[Task details] Below is a listing to write out in full, exactly as given, without its pictures.

━━━ Information supplied

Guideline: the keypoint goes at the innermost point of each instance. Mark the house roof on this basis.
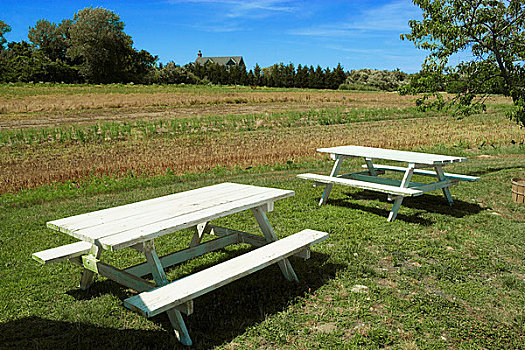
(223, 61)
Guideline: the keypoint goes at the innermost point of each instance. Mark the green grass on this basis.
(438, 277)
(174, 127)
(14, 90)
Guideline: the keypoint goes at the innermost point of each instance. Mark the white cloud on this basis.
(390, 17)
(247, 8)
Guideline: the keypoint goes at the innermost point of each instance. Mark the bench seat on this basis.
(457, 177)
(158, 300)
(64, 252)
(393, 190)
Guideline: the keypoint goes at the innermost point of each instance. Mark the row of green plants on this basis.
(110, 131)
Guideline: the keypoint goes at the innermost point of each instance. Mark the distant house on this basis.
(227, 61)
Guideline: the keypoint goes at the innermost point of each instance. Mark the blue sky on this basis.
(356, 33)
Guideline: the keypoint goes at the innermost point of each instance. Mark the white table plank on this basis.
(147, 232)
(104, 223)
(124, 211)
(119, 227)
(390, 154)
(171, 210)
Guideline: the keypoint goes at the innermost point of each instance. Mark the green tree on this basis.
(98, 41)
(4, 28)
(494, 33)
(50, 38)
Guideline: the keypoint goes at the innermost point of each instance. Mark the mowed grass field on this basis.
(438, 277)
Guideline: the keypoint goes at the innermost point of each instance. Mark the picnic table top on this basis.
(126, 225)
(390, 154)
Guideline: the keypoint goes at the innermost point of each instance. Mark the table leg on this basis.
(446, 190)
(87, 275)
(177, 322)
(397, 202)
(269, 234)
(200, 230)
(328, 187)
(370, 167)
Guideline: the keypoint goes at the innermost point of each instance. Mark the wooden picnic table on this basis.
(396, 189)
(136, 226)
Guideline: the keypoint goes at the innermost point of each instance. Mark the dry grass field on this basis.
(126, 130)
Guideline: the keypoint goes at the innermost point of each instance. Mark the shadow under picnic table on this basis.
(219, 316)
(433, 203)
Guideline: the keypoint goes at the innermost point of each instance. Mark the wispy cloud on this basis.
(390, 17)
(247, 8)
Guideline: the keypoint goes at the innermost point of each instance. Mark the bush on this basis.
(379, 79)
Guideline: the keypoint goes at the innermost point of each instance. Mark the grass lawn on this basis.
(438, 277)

━━━━━━

[Response to this exercise]
Guideline: the keypoint goes at the innermost point of each instance. Mark the house roof on this basis.
(223, 61)
Guideline: the keypoint goes at the innermost point of each instance. Mark the green grass on this basis.
(438, 277)
(174, 127)
(14, 90)
Guideline: the keypoint goes at the innermost point of each instance. Mark the white cloud on this basis.
(390, 17)
(247, 8)
Guideline: the keypoint goes at the innermost point of each instance. Mark the bench seat on this basis.
(457, 177)
(158, 300)
(64, 252)
(393, 190)
Guideline: the keypoint goes at the innermost point of each instance. Mark the row of green plants on this basis.
(110, 131)
Guideline: the keypoint goes at the innermost point of each instance. Mark the distant house on this basis.
(227, 61)
Guideline: the keypoint goes at the innermost point of each instance. Mark the blue sky on this basis.
(356, 33)
Guideline: the keypoint goes at the innermost point of each instance. Mark the white table plank on this basis.
(147, 232)
(104, 223)
(124, 211)
(119, 227)
(390, 154)
(171, 210)
Guideline: the keypoint goes at the innermost point of each instance. Mark the green tree on this basis.
(98, 41)
(4, 28)
(494, 33)
(50, 38)
Guideline: the keypoint goes at the innermost point of each instance. Mark the mowed grass field on this basis.
(438, 277)
Guideline: the keypoint goes at the innermost point of each instance. Mark the picnic table top on this basis.
(126, 225)
(390, 154)
Guideline: the keypoint goes at the innermost point of each instance. Mark the table leg on this basis.
(446, 190)
(87, 275)
(177, 322)
(397, 202)
(269, 234)
(200, 230)
(328, 187)
(370, 167)
Guideline: the keypoint goes at the innermost point of each instance. Mark the wooden picnic table on this basis.
(396, 189)
(136, 226)
Guideline: the keypoint goes at the innermost point of each instance. Mark the dry grass field on this basis.
(126, 130)
Guideline: the keypoint goes at the innermost point of each instance. Mark the shadow under picnic table on this basis.
(219, 316)
(433, 203)
Guideline: the keypoint goes at the innermost point of each instance. Mark the wispy cloud on this basis.
(390, 17)
(247, 8)
Guideline: the keypoint goes at the innermost point of each instance. Mark the bush on this basis.
(379, 79)
Guideline: the keypoint goes at the innermost point of each instance. Mark the grass lawn on this basis.
(438, 277)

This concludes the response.